== To-do item ==
Give every line of the rows below as a JSON list of strings, with one string per line and blank lines omitted. Leave the pictures out of the list.
※
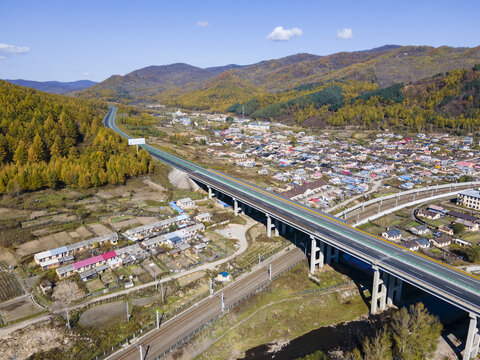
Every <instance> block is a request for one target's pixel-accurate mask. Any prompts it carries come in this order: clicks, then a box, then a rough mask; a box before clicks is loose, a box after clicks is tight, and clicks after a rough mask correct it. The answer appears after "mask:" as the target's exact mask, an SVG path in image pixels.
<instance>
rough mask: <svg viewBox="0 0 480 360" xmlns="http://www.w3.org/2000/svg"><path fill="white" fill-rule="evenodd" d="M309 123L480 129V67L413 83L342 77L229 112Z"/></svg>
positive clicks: (365, 127) (443, 73) (302, 86)
mask: <svg viewBox="0 0 480 360" xmlns="http://www.w3.org/2000/svg"><path fill="white" fill-rule="evenodd" d="M243 109H245V115H247V116H249V117H252V118H256V119H276V120H283V121H286V122H290V123H291V122H297V123H302V124H303V125H307V126H338V127H340V126H341V127H344V126H355V127H359V128H363V129H378V130H381V129H386V128H390V129H410V130H417V131H423V130H430V131H431V130H433V129H445V130H451V131H457V132H470V131H480V65H476V66H474V67H473V68H470V69H460V70H453V71H450V72H447V73H442V74H437V75H435V76H433V77H430V78H428V79H424V80H420V81H417V82H414V83H411V84H408V85H407V84H403V83H399V84H394V85H392V86H389V87H386V88H383V89H378V87H377V85H376V84H373V83H369V82H358V81H353V80H349V81H346V80H345V81H338V82H332V83H313V84H309V85H302V86H299V87H297V88H295V89H292V90H290V91H288V92H282V93H278V94H275V95H273V94H269V95H260V96H256V97H252V98H251V99H249V100H248V101H246V102H244V103H236V104H233V105H232V106H230V107H229V108H228V111H229V112H233V113H236V114H238V115H240V114H242V111H243Z"/></svg>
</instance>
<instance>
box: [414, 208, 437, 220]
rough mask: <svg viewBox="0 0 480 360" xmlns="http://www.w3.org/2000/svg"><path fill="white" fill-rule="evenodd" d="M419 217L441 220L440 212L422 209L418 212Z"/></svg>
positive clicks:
※
== Answer ==
[
  "Every <instance> block is a request for one target's pixel-accurate mask. Any prompts it carries come in this order: clicks, then a box, then a rough mask; a box before clicks is loose, a box after clicks is tight, and clicks after a rough mask correct it. The answer appears after \"mask:\" as the target's exact mask, an SVG path in image pixels.",
  "<instance>",
  "rough mask: <svg viewBox=\"0 0 480 360\" xmlns=\"http://www.w3.org/2000/svg\"><path fill=\"white\" fill-rule=\"evenodd\" d=\"M309 123L480 129V67L413 83L342 77L229 112Z\"/></svg>",
  "positive clicks: (365, 127) (443, 73) (302, 86)",
  "mask: <svg viewBox=\"0 0 480 360\" xmlns=\"http://www.w3.org/2000/svg\"><path fill=\"white\" fill-rule=\"evenodd\" d=\"M243 109H245V115H247V116H249V117H252V118H256V119H276V120H283V121H286V122H290V123H291V122H297V123H302V124H303V125H307V126H338V127H340V126H341V127H344V126H355V127H359V128H363V129H378V130H381V129H386V128H390V129H410V130H417V131H423V130H430V131H431V130H433V129H445V130H451V131H457V132H470V131H480V65H476V66H474V67H473V68H470V69H460V70H453V71H450V72H447V73H442V74H437V75H435V76H433V77H430V78H428V79H424V80H420V81H417V82H414V83H411V84H408V85H407V84H403V83H399V84H394V85H392V86H389V87H386V88H383V89H378V87H377V85H376V84H373V83H369V82H358V81H353V80H349V81H346V80H345V81H338V82H332V83H313V84H309V85H302V86H299V87H297V88H295V89H292V90H290V91H288V92H282V93H278V94H275V95H273V94H269V95H260V96H256V97H252V98H251V99H249V100H248V101H246V102H244V103H236V104H233V105H232V106H230V107H229V108H228V111H229V112H233V113H236V114H238V115H240V114H242V111H243Z\"/></svg>",
  "</instance>",
  "<instance>",
  "box: [414, 208, 437, 220]",
  "rough mask: <svg viewBox=\"0 0 480 360\" xmlns=\"http://www.w3.org/2000/svg\"><path fill=\"white\" fill-rule=\"evenodd\" d=\"M419 217L441 220L440 212L422 209L418 212Z\"/></svg>",
  "positive clicks:"
]